▸ **Instructions for the task**:
Return every line of the records that contains the word "blue", counting only matches with the same capitalization.
----- Data entries
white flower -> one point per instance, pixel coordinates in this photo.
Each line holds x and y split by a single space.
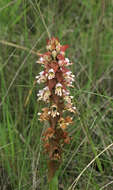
54 54
41 59
41 77
68 63
58 89
60 62
69 78
67 60
44 94
53 112
51 74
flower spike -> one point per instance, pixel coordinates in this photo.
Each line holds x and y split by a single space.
56 77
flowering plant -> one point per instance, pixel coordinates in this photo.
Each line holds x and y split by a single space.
56 77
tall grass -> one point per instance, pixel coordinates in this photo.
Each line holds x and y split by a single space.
87 26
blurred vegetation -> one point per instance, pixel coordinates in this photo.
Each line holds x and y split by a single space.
87 26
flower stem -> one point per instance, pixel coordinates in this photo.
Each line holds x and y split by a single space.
53 184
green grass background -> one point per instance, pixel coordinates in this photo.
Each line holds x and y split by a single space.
87 26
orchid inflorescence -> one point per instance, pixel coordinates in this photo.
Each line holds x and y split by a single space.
56 77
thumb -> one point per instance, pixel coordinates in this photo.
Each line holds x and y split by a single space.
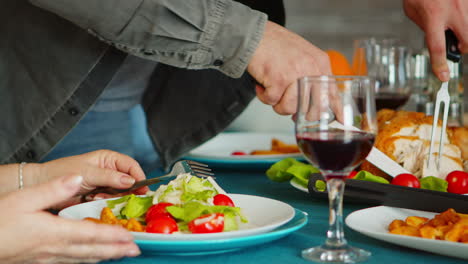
435 38
45 195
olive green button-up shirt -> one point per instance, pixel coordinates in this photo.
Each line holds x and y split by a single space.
57 56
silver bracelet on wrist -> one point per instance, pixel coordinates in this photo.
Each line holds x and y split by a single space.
20 175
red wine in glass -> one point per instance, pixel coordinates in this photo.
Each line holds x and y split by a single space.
385 100
335 150
390 100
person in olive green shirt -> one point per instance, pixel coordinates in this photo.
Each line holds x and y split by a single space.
192 65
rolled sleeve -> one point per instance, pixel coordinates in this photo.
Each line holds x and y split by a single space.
202 34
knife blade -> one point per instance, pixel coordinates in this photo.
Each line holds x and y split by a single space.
374 193
385 163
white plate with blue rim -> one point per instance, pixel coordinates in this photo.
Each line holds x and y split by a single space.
269 220
374 221
219 150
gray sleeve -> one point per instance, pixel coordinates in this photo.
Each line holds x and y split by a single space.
194 34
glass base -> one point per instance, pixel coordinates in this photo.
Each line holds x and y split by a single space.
324 254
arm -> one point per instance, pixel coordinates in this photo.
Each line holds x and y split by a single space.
40 237
434 17
202 34
98 168
189 34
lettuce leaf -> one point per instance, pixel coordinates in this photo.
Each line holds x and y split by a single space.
367 176
434 184
193 209
136 206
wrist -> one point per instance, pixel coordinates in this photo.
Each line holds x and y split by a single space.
31 174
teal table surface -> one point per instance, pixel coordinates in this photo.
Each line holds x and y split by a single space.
288 249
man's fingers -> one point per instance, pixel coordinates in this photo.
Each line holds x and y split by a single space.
435 38
46 195
123 163
288 103
88 241
95 177
93 253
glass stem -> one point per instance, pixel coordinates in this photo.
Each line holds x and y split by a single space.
335 234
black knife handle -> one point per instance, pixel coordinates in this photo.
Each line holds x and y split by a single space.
451 44
373 193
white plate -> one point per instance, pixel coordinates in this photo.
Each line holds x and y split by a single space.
264 214
221 147
298 186
374 222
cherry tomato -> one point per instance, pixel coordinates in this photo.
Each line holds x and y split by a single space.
406 179
222 199
458 182
238 153
157 209
351 174
162 224
210 223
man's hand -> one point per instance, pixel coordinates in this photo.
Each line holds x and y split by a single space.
30 235
98 168
281 58
434 17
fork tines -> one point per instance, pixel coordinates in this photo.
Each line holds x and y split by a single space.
200 169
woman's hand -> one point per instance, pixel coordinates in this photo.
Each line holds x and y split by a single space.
281 58
98 168
434 17
30 235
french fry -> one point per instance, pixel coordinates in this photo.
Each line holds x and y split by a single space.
95 220
265 152
448 225
108 217
282 147
416 221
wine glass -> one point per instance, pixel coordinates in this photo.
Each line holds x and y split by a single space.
389 63
335 130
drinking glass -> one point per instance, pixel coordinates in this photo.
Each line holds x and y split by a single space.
335 130
389 63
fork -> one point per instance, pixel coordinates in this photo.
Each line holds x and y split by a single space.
442 97
453 54
183 166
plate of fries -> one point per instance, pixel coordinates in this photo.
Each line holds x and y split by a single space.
246 148
444 233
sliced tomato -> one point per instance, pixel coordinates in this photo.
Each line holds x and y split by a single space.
157 209
457 182
351 175
210 223
222 199
238 153
162 224
406 179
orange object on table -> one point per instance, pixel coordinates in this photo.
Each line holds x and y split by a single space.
339 63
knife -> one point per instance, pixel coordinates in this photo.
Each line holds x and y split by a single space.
374 193
377 157
385 163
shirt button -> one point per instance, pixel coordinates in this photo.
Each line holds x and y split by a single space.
31 154
218 63
148 52
73 111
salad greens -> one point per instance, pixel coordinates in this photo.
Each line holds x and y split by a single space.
192 197
367 176
291 169
191 210
434 183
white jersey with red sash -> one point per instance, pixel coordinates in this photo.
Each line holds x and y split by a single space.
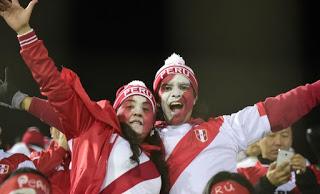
195 153
11 162
125 176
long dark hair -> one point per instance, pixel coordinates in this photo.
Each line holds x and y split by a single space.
157 157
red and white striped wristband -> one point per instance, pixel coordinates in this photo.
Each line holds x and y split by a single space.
27 38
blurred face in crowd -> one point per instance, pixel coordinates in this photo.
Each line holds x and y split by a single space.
177 99
271 143
136 111
253 149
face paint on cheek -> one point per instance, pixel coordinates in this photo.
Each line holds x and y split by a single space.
176 90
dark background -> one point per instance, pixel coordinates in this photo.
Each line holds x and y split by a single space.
241 51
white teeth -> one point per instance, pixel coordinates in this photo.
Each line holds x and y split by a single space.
138 122
175 103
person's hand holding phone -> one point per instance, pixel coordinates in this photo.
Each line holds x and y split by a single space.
279 174
298 163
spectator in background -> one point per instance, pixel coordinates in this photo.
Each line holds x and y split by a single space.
11 162
228 183
313 138
26 181
253 151
54 162
269 177
32 140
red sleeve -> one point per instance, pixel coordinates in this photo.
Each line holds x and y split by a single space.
74 116
287 108
47 160
42 109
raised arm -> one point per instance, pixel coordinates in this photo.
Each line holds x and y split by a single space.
61 88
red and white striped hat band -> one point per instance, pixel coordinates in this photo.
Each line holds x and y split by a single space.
229 187
134 88
175 65
26 183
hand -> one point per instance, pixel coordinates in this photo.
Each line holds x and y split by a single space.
9 96
16 16
298 163
59 137
278 175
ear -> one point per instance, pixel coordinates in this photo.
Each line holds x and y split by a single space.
195 100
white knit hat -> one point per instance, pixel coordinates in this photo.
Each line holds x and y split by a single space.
135 87
175 65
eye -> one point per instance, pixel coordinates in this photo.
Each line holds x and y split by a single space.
129 107
146 109
184 87
166 88
272 135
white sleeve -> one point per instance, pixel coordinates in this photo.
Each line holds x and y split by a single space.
246 126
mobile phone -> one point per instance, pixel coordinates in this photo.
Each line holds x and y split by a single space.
284 155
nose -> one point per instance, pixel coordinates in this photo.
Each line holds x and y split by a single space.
277 140
137 111
177 93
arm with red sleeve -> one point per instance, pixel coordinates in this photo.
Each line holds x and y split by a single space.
62 89
48 160
287 108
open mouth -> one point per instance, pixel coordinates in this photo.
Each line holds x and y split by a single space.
175 106
136 122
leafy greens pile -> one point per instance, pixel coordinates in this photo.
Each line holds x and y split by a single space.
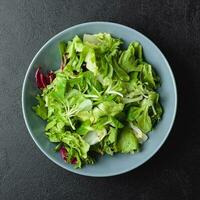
103 99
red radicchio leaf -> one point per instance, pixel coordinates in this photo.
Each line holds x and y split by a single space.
63 153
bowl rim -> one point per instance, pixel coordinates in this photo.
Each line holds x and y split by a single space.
169 127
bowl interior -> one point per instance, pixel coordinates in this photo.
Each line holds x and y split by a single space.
49 58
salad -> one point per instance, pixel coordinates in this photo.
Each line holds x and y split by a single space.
102 100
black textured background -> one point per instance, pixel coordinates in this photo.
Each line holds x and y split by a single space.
173 173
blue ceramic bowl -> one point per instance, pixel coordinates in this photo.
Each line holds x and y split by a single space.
49 58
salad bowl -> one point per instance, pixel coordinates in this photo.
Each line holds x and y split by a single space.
49 58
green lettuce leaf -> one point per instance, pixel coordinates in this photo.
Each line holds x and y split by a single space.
127 141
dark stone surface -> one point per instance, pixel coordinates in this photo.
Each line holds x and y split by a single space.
173 173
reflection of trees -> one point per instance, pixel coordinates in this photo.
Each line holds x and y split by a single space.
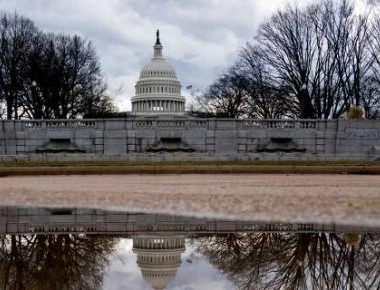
295 260
70 261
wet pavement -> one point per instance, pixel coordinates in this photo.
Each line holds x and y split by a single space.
84 248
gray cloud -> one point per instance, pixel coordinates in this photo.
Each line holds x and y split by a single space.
200 37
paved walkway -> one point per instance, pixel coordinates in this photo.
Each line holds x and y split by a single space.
344 199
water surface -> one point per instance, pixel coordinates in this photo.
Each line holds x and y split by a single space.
68 248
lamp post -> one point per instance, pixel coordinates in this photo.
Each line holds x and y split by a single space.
36 99
307 111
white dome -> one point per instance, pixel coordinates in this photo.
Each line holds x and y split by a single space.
159 258
158 91
158 68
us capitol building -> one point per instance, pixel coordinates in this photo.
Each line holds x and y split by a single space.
158 91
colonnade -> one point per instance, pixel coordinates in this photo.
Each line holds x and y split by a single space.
159 243
158 106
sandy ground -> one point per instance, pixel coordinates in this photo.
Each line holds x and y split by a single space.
342 199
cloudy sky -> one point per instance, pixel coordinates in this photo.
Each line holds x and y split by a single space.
200 37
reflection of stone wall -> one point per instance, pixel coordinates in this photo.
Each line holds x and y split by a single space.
42 221
221 138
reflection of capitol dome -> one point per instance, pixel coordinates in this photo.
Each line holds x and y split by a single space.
159 258
158 90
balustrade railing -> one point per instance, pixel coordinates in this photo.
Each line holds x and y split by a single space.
59 124
186 123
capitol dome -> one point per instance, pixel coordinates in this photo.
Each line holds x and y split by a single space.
158 91
159 258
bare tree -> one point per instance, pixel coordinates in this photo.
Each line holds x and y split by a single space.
15 42
227 96
48 75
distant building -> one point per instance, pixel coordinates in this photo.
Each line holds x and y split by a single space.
158 91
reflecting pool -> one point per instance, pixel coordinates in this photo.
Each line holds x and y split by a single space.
67 248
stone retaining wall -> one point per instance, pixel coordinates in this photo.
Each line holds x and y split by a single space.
222 139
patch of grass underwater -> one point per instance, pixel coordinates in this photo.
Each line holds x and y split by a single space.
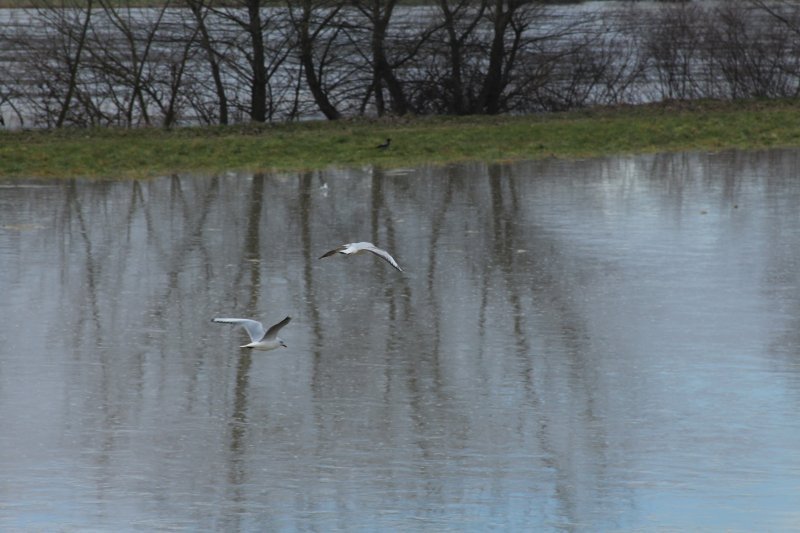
----------
▸ **Task solution**:
white plate with blue rim -> one point per instance, pixel coordinates in this photo.
blue ceramic bowl -> one point per instance, pixel coordinates in this photo.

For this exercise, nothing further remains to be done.